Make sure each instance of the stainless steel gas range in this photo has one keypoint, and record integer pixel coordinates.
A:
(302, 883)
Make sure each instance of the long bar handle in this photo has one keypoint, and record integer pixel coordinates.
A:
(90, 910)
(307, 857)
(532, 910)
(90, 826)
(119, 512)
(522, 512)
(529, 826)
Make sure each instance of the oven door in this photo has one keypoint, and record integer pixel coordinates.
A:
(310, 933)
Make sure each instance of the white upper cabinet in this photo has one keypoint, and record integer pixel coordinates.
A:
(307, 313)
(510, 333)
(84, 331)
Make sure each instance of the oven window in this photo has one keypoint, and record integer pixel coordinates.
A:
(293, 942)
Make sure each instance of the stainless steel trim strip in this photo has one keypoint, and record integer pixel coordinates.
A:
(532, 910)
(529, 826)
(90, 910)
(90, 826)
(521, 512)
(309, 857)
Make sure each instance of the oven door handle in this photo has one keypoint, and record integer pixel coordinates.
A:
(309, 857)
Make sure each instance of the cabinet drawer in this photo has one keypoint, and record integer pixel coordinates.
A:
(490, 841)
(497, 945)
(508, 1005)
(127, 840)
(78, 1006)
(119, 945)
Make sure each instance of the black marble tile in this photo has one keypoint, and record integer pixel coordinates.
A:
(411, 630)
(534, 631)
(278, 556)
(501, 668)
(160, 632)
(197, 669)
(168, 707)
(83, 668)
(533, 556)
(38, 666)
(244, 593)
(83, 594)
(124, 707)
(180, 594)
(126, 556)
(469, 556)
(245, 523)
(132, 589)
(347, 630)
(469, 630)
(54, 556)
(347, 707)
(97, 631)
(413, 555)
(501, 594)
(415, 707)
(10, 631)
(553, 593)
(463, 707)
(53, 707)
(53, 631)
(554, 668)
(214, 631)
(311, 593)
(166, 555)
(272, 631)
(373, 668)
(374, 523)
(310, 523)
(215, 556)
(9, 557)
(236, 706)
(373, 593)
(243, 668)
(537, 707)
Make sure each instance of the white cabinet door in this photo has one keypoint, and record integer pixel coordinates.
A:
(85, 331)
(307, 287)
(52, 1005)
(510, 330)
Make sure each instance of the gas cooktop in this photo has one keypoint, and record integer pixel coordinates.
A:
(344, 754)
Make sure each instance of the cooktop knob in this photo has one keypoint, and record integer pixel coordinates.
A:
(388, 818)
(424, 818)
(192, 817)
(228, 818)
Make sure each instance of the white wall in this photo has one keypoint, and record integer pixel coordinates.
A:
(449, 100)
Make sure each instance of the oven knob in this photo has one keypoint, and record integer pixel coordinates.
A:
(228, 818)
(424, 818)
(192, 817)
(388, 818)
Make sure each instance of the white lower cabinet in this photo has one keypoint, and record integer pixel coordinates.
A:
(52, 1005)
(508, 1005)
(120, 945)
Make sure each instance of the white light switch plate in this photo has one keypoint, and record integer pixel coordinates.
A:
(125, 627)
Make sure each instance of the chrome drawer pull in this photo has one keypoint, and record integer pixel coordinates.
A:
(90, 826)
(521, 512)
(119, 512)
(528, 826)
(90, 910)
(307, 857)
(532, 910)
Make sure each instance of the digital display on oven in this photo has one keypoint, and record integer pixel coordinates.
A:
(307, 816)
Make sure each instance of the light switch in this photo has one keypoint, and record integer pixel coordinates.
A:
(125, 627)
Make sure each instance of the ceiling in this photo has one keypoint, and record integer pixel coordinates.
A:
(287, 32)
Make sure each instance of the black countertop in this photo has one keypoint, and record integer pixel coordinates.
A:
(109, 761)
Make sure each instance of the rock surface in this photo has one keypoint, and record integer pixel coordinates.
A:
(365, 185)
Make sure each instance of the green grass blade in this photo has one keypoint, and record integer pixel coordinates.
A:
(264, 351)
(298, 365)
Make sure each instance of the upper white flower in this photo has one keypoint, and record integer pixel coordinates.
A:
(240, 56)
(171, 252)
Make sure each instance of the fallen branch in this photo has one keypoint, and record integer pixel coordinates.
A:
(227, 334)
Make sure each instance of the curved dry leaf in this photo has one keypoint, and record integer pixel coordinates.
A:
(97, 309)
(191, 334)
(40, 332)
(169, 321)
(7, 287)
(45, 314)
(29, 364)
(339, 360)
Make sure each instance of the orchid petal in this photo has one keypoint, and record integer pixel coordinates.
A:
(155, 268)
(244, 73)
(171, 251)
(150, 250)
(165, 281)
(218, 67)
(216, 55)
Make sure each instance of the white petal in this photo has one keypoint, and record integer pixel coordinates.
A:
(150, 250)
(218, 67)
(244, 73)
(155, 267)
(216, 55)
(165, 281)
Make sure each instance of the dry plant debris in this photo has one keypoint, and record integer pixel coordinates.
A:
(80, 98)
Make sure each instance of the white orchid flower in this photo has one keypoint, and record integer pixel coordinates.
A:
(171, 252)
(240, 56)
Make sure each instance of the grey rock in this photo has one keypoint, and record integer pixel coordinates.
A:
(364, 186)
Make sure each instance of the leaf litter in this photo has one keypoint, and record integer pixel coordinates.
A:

* Goal
Print every entry exactly as written.

* Response
Make sure each instance of the stainless steel gas range in this photo has one keypoint, and record integer pixel coordinates.
A:
(302, 883)
Make sure each instance of the long bar handle in this photo has one keypoint, and record integer pixel coordinates.
A:
(90, 910)
(307, 857)
(532, 910)
(90, 826)
(119, 512)
(522, 512)
(529, 826)
Make sure each instance of the oven door in this photo has one keypoint, and record integer pixel coordinates.
A:
(310, 933)
Make sure each instance of the white upper cabinet in this photo has one keypoint, and record integer pixel coordinates.
A:
(307, 313)
(510, 333)
(84, 331)
Make sure each instance of the oven window in this photo has one keypoint, and record integer pixel coordinates.
A:
(293, 942)
Make sure each instance of the stainless steel trim strip in this photo has one keypoint, and record integer pixel coordinates.
A:
(532, 910)
(529, 826)
(90, 910)
(90, 826)
(521, 512)
(309, 857)
Make sure each instance of the oven door handle in this photo has one keypoint, and record integer pixel coordinates.
A:
(309, 857)
Make sure each instance of the cabinet drawer in this photo has one keypoint, and record integer pixel coordinates.
A:
(490, 841)
(497, 945)
(508, 1005)
(127, 840)
(78, 1006)
(119, 945)
Make sure each instance of the black marble tile in this photo has one keypoint, and record integer pixel coordinates.
A:
(411, 630)
(534, 631)
(278, 556)
(501, 668)
(160, 632)
(197, 669)
(168, 707)
(83, 668)
(533, 556)
(38, 666)
(244, 593)
(83, 594)
(124, 707)
(180, 594)
(126, 556)
(469, 556)
(245, 523)
(132, 589)
(347, 630)
(469, 630)
(54, 556)
(347, 707)
(97, 631)
(413, 555)
(501, 594)
(415, 707)
(10, 631)
(553, 593)
(463, 707)
(53, 707)
(53, 631)
(554, 668)
(214, 631)
(311, 593)
(166, 555)
(272, 631)
(373, 668)
(374, 523)
(310, 523)
(215, 556)
(9, 557)
(236, 706)
(373, 593)
(243, 668)
(537, 707)
Make sure each instance of the white cabinet door in this photo has one keypoint, and record integer pixel coordinates.
A:
(85, 331)
(307, 287)
(52, 1005)
(510, 330)
Make sure each instance of the gas cooktop in this photo has one keypoint, and record integer pixel coordinates.
A:
(344, 754)
Make sure each instance of the cooktop knob in this photo has one keypoint, and record integer pixel coordinates.
A:
(388, 818)
(424, 818)
(192, 817)
(228, 818)
Make sure each instance of the white wall in this photo has one keypoint, and record integer pixel coordinates.
A:
(449, 100)
Make sure each instance of the oven knob in this photo has one keypoint, and record integer pixel coordinates.
A:
(228, 818)
(424, 818)
(192, 817)
(388, 818)
Make sure each instance of the white lower cabinet in this photo has one keypoint, and record integer pixel coordinates.
A:
(52, 1005)
(508, 1005)
(120, 945)
Make sure each instance of the white light switch plate in this photo has one keypoint, and record integer pixel coordinates.
A:
(125, 627)
Make sure each instance of the chrome drawer pull in this photo has one keypoint, and record integer pixel coordinates.
A:
(90, 826)
(521, 512)
(119, 512)
(528, 826)
(90, 910)
(307, 857)
(532, 910)
Make sure each instance of the digital display on oven in this photo has one keypoint, and record integer pixel coordinates.
A:
(307, 816)
Make sure each instance of the light switch in this photo has one keypoint, and record integer pixel coordinates.
A:
(125, 627)
Make sure each instance of the ceiling in this photo has one keypoint, and record integer pixel coordinates.
A:
(287, 32)
Make sure each instance of the black countertop in this photo has one keypoint, and record integer pixel coordinates.
A:
(109, 761)
Make sure each instance of the rock surface in this photo has one keypoint, and record integer pixel coordinates.
A:
(365, 185)
Make sure each instance of the green grass blade in this photo has one keypoint, and record integer pixel coordinates.
A:
(264, 351)
(298, 365)
Make sure each instance of the upper white flower in this photo has one keypoint, and record integer pixel coordinates.
A:
(240, 56)
(171, 252)
Make sure each instance of the fallen branch in this photo has one keypoint, and record integer pixel coordinates.
A:
(227, 334)
Make sure each instance of the curved dry leaf in this photo has one keypoint, and record integer pixel coordinates.
A:
(97, 309)
(191, 334)
(40, 332)
(169, 321)
(7, 287)
(45, 314)
(29, 364)
(339, 360)
Make sure each instance of the orchid petal in this photo has one keypoint, and record integer pixel coordinates.
A:
(155, 268)
(244, 73)
(171, 251)
(150, 250)
(165, 281)
(218, 67)
(216, 55)
Make sure each instance of the white petal in this photo has one keypoint, and record integer pixel coordinates.
A:
(150, 250)
(218, 67)
(244, 73)
(155, 267)
(216, 55)
(165, 281)
Make sure each instance of the dry plant debris in this photo has one keypoint, and record integer pixel coordinates.
A:
(80, 98)
Make sure each instance of the white orchid flower in this photo has one keypoint, and record integer pixel coordinates.
A:
(171, 252)
(240, 56)
Make sure each instance of the grey rock in this photo has one keypoint, and record integer pixel coordinates.
A:
(364, 186)
Make sure each instance of the leaf litter in this photo has one keypoint, and record integer pixel coordinates.
A:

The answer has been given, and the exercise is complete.